EXERCISE DESCRIPTION
Edit the rows below, replacing every "in the photo above" with "in the image" and leaving everything else unchanged. Omit the pictures from your answer.
## BEGIN DATA FOR THIS TASK
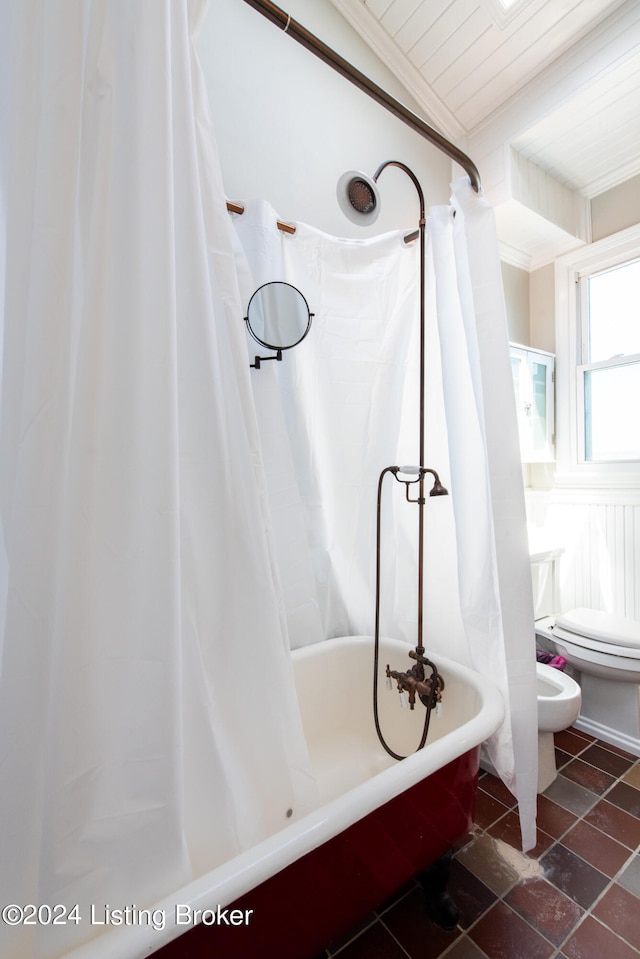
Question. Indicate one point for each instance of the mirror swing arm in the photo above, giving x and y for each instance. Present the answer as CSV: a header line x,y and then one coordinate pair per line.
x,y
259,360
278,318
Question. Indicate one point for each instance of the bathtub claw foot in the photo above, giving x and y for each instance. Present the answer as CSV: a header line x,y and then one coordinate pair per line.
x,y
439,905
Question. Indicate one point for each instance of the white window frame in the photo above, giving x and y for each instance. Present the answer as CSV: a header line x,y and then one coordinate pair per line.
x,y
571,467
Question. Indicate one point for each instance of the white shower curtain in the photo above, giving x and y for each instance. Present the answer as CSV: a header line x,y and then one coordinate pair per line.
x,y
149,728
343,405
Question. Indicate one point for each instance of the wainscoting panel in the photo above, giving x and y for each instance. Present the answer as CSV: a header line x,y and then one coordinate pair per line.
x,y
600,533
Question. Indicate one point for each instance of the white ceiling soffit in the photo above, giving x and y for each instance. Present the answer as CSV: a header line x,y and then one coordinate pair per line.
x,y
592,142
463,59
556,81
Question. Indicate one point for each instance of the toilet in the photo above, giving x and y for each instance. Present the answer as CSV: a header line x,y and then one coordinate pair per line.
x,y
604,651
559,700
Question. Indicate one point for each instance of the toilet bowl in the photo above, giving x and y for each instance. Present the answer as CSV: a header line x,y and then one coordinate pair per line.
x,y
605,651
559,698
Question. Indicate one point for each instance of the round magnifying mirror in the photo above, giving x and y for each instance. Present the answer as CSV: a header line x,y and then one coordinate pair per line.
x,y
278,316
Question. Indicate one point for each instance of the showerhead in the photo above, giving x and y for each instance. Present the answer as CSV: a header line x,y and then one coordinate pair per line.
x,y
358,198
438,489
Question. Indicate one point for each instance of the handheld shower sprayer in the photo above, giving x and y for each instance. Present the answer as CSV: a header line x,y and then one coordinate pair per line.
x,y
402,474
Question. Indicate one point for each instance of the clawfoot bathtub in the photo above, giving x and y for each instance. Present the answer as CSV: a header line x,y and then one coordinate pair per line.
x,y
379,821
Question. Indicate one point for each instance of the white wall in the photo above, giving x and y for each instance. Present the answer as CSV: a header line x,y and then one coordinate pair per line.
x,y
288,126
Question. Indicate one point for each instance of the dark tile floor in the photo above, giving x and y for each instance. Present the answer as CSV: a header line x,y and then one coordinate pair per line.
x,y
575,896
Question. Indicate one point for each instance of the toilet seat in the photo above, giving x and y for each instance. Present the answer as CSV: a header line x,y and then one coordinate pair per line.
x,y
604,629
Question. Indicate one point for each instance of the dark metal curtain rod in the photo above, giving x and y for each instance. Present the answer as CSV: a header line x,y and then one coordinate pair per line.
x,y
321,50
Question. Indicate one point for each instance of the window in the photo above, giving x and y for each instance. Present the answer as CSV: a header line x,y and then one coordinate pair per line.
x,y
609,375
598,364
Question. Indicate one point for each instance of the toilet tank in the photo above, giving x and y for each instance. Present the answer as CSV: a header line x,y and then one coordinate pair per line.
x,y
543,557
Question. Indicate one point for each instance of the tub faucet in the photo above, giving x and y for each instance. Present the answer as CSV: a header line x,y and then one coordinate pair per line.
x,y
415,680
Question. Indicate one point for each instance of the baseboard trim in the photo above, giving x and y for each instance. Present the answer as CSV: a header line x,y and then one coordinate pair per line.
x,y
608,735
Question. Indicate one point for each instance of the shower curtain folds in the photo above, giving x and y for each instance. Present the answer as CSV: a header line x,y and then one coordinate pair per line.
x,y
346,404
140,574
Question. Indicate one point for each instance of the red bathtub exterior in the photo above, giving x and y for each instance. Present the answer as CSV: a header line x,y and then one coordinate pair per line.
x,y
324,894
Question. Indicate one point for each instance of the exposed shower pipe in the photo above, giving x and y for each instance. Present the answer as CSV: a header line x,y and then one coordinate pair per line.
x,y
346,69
## END DATA FOR THIS TASK
FULL ANSWER
Question. Indicate one point for each instance of the mirror swing arm in the image, giving x and y for each instance. Present the answer as CSV: a header line x,y and then one coordinate pair per line.
x,y
259,360
278,318
Question. Indicate one point for each instance of the bathtub claw foot in the image, giving x and y for each instance. Present the answer as CSV: a header line x,y and then one coordinate pair per line.
x,y
439,905
Question. Indicate one point for each instance of the white window frame in the image, giving x and y for each instance. Present the answer as CSV: a header line x,y and then one coordinate pair per line.
x,y
571,467
Question. Indicate one point for each instance of the white shower curtain in the image, giving x and y for each instance. Present the answer as CSV: a header line x,y and then one coordinate pair per line.
x,y
149,728
343,405
Question. Indicate one point for each instance of the wainscoting panel in the image, giving x and y for each instance. Present the answer as CSV: a header line x,y and then one coordinate pair per line.
x,y
600,533
Question. Indicate one point for each instance of the white ceiling soffit in the image, giving x and y for each instance. Present the answer as CSV: a header line x,y and then one coordinate pair per line.
x,y
592,142
463,59
556,81
Question. Indicate one point for each instance of the toilet in the image, giving x and y for each instance. Present the answer as CSV: a header line x,y and then one coordinate pair per line.
x,y
604,651
559,700
Question. Indicate one point for each instance of the toilet bowl in the image, giving x and y for each instance. Present the answer as CSV: a header line x,y and then one coordinate pair per line.
x,y
605,651
559,698
Question. Indicate one point for each instance of the round magnifying mirror in the image, giving x and y for each instance. Present the answer as CSV: a header line x,y and then one coordinate pair per line.
x,y
278,316
Question. Indicate one point for each instance of the showerhead in the image, giving x and y for each instance. Present the answer as CSV: a header line x,y and then one coordinate pair per line.
x,y
358,198
438,489
Question. Indicate one point for each instance of the handheld shower sprayer in the image, giving x and y for each instance. Present the answer as CSV: a header line x,y and then one coordinate pair per line.
x,y
402,474
Question. Indicate one point for each instance of the clawfoot bathtub in the image, giving x and y for each instance. Present the answer as CSV: a header line x,y and then one coordinate pair per line.
x,y
379,821
Question. Indicate one point for each instance of the white wall in the image, giving x and y for each instance. Present the answer as CSV: a header line x,y and then one coordinate pair per line.
x,y
288,126
Question. Indicate one point for each instance of the dark tile floor in the image, giving x and y for each instance. Present the answer as CSV: a header line x,y and then one coordinate pair per line.
x,y
575,896
Question. Indicate one point for each instance of the toilet seat in the image, giving x and y for each instance. Present the answer as CSV: a header line x,y and then one coordinate pair per line.
x,y
604,629
Question. Indicate one point for each instance of the dark metal curtain rod in the image, giving x and y for each instance. Present the answer as CSV: a header line x,y and then one coordinate pair per line.
x,y
321,50
Question. Indicate one point for each instance of the window in the image, giving x and y for each instance. Present the answer as CSV: a header line x,y and then one coordinate pair per line.
x,y
609,375
598,364
Question. Indicate one point for each instance of the toilet tank in the image, giving x and y for each instance. Present the answer as CSV: a header line x,y and then one coordinate pair per line.
x,y
543,557
Question. Indicate one point for each instance of the tub faucet in the image, giving x and y for each instance. Present the answer as CSV: a header line x,y and then one coordinate pair per line.
x,y
415,680
Question. Indicate one point for each instance of the baseboard trim in the image, giving x and y for each instance. Present the answer as CSV: a header line x,y and then one coordinate pair per line.
x,y
608,735
Question. Indicate one point for each instance of the shower curtain folds in the image, giving x and y for each instance. Present the answer as CSV: a header line x,y and then one coordinate pair per line.
x,y
346,404
140,574
Question. Indicate one point for each instance of the red bathtub exterior in the image, giving x and y for each instance. Present the answer as CSV: a header line x,y and then one coordinate pair per line.
x,y
324,894
Question. Indicate one point for each instance of the exposed shower pipe in the image, giving x and y for each instance. Present the answer as CSV: a header line x,y and then one coordinate pair per line.
x,y
346,69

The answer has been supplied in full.